#### Texte extrait
Interclubs 2024 : la fronde de l’ANA et du S2A
Le pavé dans la mare. L’Alsace Nord Athlétisme et le Strasbourg Agglomération Athlétisme ont décidé de trancher dans le vif et de déclarer forfait pour les interclubs. Les deux entités fustigent le déplacement à rallonge imposé à autant de monde et les critères d’attribution des subventions, jugés contre-productifs.
« Les interclubs sont viciés, inéquitables et obsolètes, lance François Trousset. Comme l’ANA et le S2A, de nombreux clubs ne veulent plus de cette mascarade qui nuit au développement de l’athlétisme et à la formation, engloutissant des sommes exorbitantes en déplacements inutiles. À l’heure où tous nos élus incitent à l’écoresponsabilité, à la sobriété énergétique, la FFA organise encore des interclubs nationaux déplaçant 47 équipes de 70 personnes à travers l’Hexagone, à raison de 500 à 1 500 kilomètres aller-retour. »
Non pas Épinal, non pas Nancy, mais… Compiègne !
Le président de l’ANA est l’instigateur de toutes les démarches entreprises depuis des mois auprès de la Fédération et des collectivités, non sans avoir fait valider tous les mails depuis l’origine par les instances du S2A.
« La décision du forfait a été prise par tous les présidents de section du S2A à l’unanimité », témoigne d’ailleurs Albert Koffler, qui a depuis passé la main à Corentin Schmidtenknecht à la tête de l’entente strasbourgeoise.
Il ajoute : « Dépenser une fortune pour aligner une équipe incomplète et lutter avec des clubs qui utilisent des étrangers n’a aucun sens. »
Tout part d’un concours de circonstances lié à l’aménagement du règlement et du calendrier, rendu nécessaire, selon la Fédération, par l’approche des Jeux olympiques. En résumé, les interclubs de N1 se limitent à un tour, avancé au 12 mai, quand jusqu’ici le verdict tombait toujours le troisième week-end de mai.
Premier souci, ce dimanche 12 mai suit une semaine à deux jours fériés suscitant de nombreux départs en congés. Rappelons qu’on parle là de sport amateur et qu’il serait malvenu de reprocher aux uns et aux autres de prendre des engagements privés.

#### Consigne
Donnez la suite de l'article sur le forfait de l'ANA et du S2A aux interclubs 2024, en reprenant juste après sa dernière phrase.

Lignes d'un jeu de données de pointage
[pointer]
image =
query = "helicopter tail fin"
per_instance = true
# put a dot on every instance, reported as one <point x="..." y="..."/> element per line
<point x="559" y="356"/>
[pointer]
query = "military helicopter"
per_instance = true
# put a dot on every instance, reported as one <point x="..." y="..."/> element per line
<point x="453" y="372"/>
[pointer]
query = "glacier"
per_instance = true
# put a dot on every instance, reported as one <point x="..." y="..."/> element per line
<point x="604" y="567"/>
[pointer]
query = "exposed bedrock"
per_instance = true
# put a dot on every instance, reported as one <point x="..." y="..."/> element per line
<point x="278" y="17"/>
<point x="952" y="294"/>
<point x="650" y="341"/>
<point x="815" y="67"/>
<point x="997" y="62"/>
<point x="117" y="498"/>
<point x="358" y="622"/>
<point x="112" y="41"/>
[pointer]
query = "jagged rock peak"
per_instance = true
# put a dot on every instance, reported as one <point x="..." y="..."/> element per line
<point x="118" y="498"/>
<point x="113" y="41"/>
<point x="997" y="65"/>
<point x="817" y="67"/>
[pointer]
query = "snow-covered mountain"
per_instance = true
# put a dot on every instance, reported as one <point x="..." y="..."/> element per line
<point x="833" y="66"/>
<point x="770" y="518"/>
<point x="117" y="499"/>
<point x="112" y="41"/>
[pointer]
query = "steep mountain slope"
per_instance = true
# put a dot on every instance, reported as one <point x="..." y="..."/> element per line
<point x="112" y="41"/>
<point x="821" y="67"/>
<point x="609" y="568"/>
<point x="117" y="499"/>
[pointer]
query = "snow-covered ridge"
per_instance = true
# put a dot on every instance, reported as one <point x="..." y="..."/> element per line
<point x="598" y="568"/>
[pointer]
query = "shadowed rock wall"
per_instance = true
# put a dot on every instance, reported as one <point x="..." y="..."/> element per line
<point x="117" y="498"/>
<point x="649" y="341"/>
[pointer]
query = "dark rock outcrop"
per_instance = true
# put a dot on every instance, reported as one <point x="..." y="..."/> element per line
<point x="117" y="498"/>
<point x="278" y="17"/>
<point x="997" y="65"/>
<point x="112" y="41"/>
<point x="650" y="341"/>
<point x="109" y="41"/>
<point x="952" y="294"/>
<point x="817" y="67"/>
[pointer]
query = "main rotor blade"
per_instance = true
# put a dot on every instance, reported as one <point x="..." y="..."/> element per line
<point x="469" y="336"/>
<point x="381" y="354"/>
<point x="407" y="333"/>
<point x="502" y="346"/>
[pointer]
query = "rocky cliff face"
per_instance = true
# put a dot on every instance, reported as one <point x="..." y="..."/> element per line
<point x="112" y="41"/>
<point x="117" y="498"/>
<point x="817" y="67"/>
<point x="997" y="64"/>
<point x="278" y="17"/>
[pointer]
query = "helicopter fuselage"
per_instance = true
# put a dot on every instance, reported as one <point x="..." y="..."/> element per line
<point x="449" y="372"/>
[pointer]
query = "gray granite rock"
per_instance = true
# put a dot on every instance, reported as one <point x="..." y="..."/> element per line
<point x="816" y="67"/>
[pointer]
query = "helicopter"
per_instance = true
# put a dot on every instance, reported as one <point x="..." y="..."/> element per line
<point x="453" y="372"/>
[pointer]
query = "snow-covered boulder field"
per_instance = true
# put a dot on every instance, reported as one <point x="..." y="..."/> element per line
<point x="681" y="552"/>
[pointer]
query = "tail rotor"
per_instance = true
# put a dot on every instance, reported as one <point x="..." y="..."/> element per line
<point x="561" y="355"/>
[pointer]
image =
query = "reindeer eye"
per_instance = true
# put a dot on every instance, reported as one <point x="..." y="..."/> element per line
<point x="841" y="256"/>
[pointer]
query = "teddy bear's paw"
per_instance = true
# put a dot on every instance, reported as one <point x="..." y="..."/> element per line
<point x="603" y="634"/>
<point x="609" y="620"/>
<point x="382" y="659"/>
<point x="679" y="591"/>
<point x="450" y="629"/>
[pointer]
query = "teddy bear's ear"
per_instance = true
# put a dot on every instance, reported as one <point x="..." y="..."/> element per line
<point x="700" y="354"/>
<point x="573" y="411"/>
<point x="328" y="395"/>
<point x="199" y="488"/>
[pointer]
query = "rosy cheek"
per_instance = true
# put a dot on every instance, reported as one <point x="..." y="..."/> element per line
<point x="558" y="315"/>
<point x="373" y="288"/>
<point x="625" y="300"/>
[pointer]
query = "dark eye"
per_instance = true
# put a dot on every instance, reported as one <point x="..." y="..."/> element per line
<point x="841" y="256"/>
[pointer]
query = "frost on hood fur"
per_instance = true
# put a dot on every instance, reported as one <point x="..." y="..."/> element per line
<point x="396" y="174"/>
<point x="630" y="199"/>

#### Réponse attendue
Deuxième souci, les clubs alsaciens de N1B devaient à l’origine ferrailler à Épinal, où l’AVEC avait été reléguée de N1A. Sauf que la N1A a été reformatée et l’entente vosgienne repêchée. Celle-ci ne pouvait donc plus accueillir la compétition de N1B.
Voilà comment l’ANA et le S2A ont été invités à se rendre à… Compiègne, destination nécessitant un départ la veille, donc d’imposants frais de déplacement et de nuitées pour 70 personnes.
10 000 € engloutis en un week-end
« En plus des 2 000 euros d’inscription à la FFA, il y en a pour 7 500 euros, détaille François Trousset. Comment voulez-vous dès lors que les 10 000 euros d’aide, ainsi absorbés, soient en adéquation avec la convention signée ? » Somme officiellement attribuée pour « la formation des jeunes et des missions d’intérêt général ».
L’ANA et le S2A ont bien tenté une approche auprès de la Fédération pour rejoindre les six clubs de N1A en lice à Nancy, où le stade de Tomblaine dispose de huit couloirs. Fin de non-recevoir.
« La FFA pouvait, elle n’a pas voulu, regrette Albert Koffler. Elle n’a pas voulu entendre les problèmes que ce mode de fonctionnement génère. »
Qu’est-ce qui empêcherait en effet de comparer, en N1 et à l’instar de la N2, les totaux des clubs disséminés à travers le pays, plutôt que de les faire concourir coûte que coûte en un même lieu ?
Le Pays de Colmar Athlétisme, qui n’en pense pas moins, fera, lui, le voyage jusqu’à… Saint-Étienne. À Guillaume Maréchal, vice-président du Grand Est, délégué à la jeunesse et au sport, Grégory Leloup a écrit : « Nous risquons de descendre en N2 cette année. La raison ? Un manque d’athlètes sur un week-end prolongé, dix heures de route aller-retour, des athlètes peu disponibles, entre les examens pour les plus jeunes et des vacances pour d’autres. »
Pour des critères de subvention favorisant la formation, le travail au quotidien
Le président du PCA poursuit : « Entre les frais importants de déplacement, sans parler du manque de considération pour l’écologie avec ce type de voyage, et le risque important de descente, il nous paraît important de réviser le format des subventions dans notre sport. Notre niveau et donc nos subventions se jouent sur une journée alors que toute l’année, nos licenciés se battent pour défendre nos couleurs avec de bons résultats, notamment plusieurs champions de France au sein de notre club. »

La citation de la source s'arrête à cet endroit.